=== Given request A ===
Answer these questions about the polynomial roots text, one line each:
(i) What does the text set n equal to?
(ii) According to the text, what should the second solution use in place of f(x/R)?
(iii) What maximum is R defined as?

=== Text shown ===
• • • • •
With the first linked solution, there's a complex $z$ and integers $i \neq j$, with $P_i(z)=P_j(z)=0$ and $w = z^{-1} \neq 0, 1$. Thus, $z = w^{-1}$ so, using \eqref{eq1A} with $P_i(w^{-1})$ and multiplying both sides by $w^{-1}$, we get

$$\begin{equation}\begin{aligned} 0 & = \color{blue}{1 + 2w^{-1} + 3w^{-2} + \cdots + iw^{-(i-1)}} \\ & = (w^{-1} + 2w^{-2} + 3w^{-3} + \cdots + (i-1)w^{-(i-1)}) + iw^{-i} \\ & = (\color{blue}{1 + 2w^{-1} + \cdots + iw^{-(i-1)}}) - (1 + w^{-1} + \cdots + w^{-(i-1)}) + iw^{-i} \\ & = 0 - \frac{1-w^{-i}}{1-w^{-1}} + iw^{-i} \end{aligned}\end{equation}\tag{2}\label{eq2A}$$

Using $n = i + 1$, this gives

$$\begin{equation}\begin{aligned} \frac{1-w^{-i}}{1-w^{-1}} &= iw^{-i} \\ \frac{w^{i}-1}{1-w^{-1}} & = i \\ w^{i}-1 & = i(1- w^{-1}) \\ w^{i+1}-w & = i(w - 1) \\ w^{i+1} & = (i+1)w - (i + 1 - 1) \\ w^n & = nw - n + 1 \end{aligned}\end{equation}\tag{3}\label{eq3A}$$

A corresponding result applies for $P_j(w^{-1})$. Note another way to get this is to instead use, for $x \neq 1$, that

$$f_n(x) = 1 + x + x^2 + \cdots + x^n = \frac{x^{n+1}-1}{x - 1} \tag{4}\label{eq4A}$$

to then get

$$P_n(x) = \frac{df_n(x)}{dx} = \frac{nx^{n+1}-(n+1)x^n+1}{(x-1)^2} \tag{5}\label{eq5A}$$


Regarding Corollary $2$ of the second solution, we have

$$f(x) = a_0 + a_{1}x + \cdots + a_{n}x^{n} \tag{6}\label{eq6A}$$

Then the solution says to use $f(x/R)$, but it should be $f(Rx)$ instead, for this to then become

$$\begin{equation}\begin{aligned} f(Rx) & = a_0 + (Ra_{1})x + \cdots + (R^{n}a_{n})x^{n} \\ g(x) & = b_0 + b_{1}x + \cdots + b_{n}x^{n} \end{aligned}\end{equation}\tag{7}\label{eq7A}$$

where $g(x) = f(Rx)$ and

$$b_i = R^{i}a_i \; \forall \; 0 \le i \le n \tag{8}\label{eq8A}$$

Using $R = \max\{a_0/a_1,\ldots,a_{n-1}/a_{n}\}$, and \eqref{eq8A}, we then get for all $0 \le i \le n-1$ that

$$\begin{equation}\begin{aligned} R & \ge a_{i}/a_{i+1} \\ Ra_{i+1} & \ge a_{i} \\ R^{i+1}a_{i+1} & \ge R^{i}a_{i} \\ b_{i+1} & \ge b_{i} \end{aligned}\end{equation}\tag{9}\label{eq9A}$$

Since this meets the conditions of lemma $1$, all roots $z_1$ of $g(x)$ have $\lvert z_1 \rvert \le 1$. Thus, with $f(Rx)$, all of its corresponding roots $z = Rz_1$ have $\lvert z \rvert = \lvert Rz_1\rvert = R\lvert z_1\rvert \le R$.
• • • • •
=== Given request B ===
In the entries, copy the lines starting with the line containing "Phrase: green leafed tree" and going through the end of the entries.
• • • • •
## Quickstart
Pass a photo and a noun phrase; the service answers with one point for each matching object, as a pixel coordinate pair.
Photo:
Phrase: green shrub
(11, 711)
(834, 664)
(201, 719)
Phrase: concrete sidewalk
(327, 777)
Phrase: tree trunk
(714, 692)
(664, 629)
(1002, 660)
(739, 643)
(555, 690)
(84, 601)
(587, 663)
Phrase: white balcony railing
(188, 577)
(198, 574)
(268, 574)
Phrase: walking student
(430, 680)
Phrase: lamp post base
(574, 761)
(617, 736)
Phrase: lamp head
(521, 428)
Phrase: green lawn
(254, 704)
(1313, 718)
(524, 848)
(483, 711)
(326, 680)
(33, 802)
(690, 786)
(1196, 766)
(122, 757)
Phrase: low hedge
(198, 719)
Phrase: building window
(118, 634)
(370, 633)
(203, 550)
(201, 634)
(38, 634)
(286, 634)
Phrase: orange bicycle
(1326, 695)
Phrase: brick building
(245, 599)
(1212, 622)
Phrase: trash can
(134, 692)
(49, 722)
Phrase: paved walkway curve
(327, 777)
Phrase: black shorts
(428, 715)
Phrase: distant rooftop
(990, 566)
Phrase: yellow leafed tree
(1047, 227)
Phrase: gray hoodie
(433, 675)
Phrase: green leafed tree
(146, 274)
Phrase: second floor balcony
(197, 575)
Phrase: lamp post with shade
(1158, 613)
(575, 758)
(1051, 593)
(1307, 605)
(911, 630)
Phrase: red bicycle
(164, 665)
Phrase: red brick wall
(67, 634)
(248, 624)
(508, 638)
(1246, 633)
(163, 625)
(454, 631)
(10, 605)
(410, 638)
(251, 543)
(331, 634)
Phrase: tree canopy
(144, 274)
• • • • •
=== Written reply A ===
(i) n = i + 1
(ii) f(Rx)
(iii) The maximum of a_0/a_1, …, a_{n-1}/a_n

=== Written reply B ===
Phrase: green leafed tree
(146, 274)
Phrase: second floor balcony
(197, 575)
Phrase: lamp post with shade
(1158, 613)
(575, 758)
(1051, 593)
(1307, 605)
(911, 630)
Phrase: red bicycle
(164, 665)
Phrase: red brick wall
(67, 634)
(248, 624)
(508, 638)
(1246, 633)
(163, 625)
(454, 631)
(10, 605)
(410, 638)
(251, 543)
(331, 634)
Phrase: tree canopy
(144, 274)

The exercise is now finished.